**Polecenia:**
a) Wyjaśnij na podstawie tekstu o farsie, czym dla tytułu „Okno na parlament” jest przedstawienie zaplanowane na sobotę 6 stycznia.
b) Podaj ciąg dalszy tekstu o farsie, zaczynając zaraz po jego ostatnim zdaniu.

**Tekst źródłowy:**
UWAGA!

W farsie najważniejsze jest tempo

 Elbląg, Teresa Suchodolska-Wojciechowska i Jacek Wojciechowski.
Teresa Suchodolska-Wojciechowska i Jacek Wojciechowski.

W sobotę 6 stycznia o godz. 19 w Teatrze Dramatycznym odbędzie się „zielone” przedstawienie „Okna na parlament”. To pożegnanie z tym lubianym przez publiczność tytułem. Teresa Suchodolska-Wojciechowska i Jacek Wojciechowski, aktorzy grający w tym spektaklu, mówią o zasadach, jakimi kieruje się farsa, oraz o tradycji „zielonych” przedstawień.

Agata Janik: Czym różni się farsa od komedii?

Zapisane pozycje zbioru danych

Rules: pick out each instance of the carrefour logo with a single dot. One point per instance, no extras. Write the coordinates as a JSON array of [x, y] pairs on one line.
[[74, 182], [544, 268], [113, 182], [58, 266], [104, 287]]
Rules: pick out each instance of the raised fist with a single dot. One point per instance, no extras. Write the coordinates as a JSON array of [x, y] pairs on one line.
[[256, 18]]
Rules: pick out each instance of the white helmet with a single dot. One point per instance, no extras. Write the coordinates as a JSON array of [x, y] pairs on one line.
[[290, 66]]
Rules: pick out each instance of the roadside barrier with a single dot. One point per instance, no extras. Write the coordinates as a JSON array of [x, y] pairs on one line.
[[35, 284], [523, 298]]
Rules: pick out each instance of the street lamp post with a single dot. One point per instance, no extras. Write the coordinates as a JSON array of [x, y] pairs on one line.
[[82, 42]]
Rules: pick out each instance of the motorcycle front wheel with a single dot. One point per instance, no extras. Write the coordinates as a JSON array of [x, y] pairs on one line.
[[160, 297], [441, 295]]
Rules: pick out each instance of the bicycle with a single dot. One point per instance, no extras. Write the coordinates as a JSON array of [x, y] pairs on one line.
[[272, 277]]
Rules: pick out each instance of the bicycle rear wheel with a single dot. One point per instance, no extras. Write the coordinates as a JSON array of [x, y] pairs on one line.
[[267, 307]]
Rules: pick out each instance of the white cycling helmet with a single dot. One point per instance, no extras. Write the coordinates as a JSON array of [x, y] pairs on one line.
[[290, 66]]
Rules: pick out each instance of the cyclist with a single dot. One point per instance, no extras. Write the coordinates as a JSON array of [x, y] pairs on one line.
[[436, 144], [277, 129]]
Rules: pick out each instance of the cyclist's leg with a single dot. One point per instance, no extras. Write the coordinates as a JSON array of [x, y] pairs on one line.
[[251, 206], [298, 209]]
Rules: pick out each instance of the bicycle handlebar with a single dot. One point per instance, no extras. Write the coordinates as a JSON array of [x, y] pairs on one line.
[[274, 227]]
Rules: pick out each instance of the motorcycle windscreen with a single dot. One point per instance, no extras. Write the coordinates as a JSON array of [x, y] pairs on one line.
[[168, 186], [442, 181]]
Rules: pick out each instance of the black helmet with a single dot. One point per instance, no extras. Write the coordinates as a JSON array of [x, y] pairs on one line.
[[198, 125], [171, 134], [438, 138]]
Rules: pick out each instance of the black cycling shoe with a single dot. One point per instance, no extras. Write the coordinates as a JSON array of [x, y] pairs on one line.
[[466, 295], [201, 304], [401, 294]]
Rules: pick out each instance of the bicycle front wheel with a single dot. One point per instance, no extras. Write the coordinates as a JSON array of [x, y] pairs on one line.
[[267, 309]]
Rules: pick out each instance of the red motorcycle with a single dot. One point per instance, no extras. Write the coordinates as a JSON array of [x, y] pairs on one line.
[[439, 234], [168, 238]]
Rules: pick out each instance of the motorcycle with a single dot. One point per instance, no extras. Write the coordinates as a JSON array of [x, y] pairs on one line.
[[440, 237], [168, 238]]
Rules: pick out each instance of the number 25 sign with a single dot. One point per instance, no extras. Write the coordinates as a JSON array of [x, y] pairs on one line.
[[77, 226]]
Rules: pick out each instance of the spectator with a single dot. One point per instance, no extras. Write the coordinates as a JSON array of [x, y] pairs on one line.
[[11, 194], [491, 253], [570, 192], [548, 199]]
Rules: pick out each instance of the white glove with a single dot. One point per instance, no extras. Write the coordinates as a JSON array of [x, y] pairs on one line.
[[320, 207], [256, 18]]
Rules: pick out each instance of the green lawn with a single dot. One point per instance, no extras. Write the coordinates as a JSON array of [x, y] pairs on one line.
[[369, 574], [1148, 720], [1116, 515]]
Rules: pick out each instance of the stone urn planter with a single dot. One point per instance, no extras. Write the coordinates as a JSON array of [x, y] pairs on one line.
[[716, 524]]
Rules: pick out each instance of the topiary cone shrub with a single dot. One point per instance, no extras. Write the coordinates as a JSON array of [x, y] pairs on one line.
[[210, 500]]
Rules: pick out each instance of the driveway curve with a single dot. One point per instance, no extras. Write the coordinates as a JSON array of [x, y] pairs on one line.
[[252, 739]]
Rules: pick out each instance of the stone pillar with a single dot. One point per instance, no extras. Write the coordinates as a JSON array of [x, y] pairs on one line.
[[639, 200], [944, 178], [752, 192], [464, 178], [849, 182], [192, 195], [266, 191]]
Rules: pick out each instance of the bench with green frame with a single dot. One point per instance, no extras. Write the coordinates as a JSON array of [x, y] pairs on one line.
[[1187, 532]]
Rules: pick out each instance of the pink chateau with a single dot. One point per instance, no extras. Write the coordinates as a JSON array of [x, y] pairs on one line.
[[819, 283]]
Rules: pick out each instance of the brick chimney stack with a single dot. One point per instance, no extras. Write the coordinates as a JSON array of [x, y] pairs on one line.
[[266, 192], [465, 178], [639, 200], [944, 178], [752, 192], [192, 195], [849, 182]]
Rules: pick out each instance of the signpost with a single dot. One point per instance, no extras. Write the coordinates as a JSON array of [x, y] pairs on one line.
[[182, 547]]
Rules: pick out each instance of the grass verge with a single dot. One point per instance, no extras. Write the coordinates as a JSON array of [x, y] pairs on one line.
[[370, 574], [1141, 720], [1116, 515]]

**Odpowiedzi:**
a) Sobotnie „zielone” przedstawienie w Teatrze Dramatycznym to pożegnanie z tytułem „Okno na parlament”, lubianym przez publiczność.

b)
     Jacek Wojciechowski: Zagrałem w swoim życiu zawodowym kilka fars, m.in. „Czego nie widać”, „Mayday”, „Okno na parlament”, „Czarna komedia”, choć to właściwie nie farsa, a tragikomedia, można się spierać. Farsa kieruje się po prostu pewnymi zasadami. Farsa jest, jak to się mówi, o drzwiach, o wchodzeniu i wychodzeniu. I nic się nie zmienia w postaciach, nie ma żadnego rozwoju psychologicznego. Ma być zabawa i już. Komedia zaś niesie za sobą jakieś mądrości, przesłanie. Oba gatunki - farsa i komedia - są często mylone.
     Teresa Suchodolska-Wojciechowska: Cóż dodać? W farsie żadna postać się nie rozwija. Jest przez cały czas taka sama. Farsa to taki samograj.
     
     Czy trudno grać w farsie?
     Jacek Wojciechowski: Moim zdaniem trudno. Jest taka zasada grania farsy - im poważniej, tym śmieszniej. Często idzie się do teatru na farsę i widzi się, jak aktorzy grają: jadą Jasiem Fasolą czy stosują bawarski dowcip i uważają, że to będzie śmieszne. To często wcale nie jest śmieszne. Coś, co jest dla widza głupią sytuacją, dla odtwórcy jest najtrudniejszą rzeczą na świecie.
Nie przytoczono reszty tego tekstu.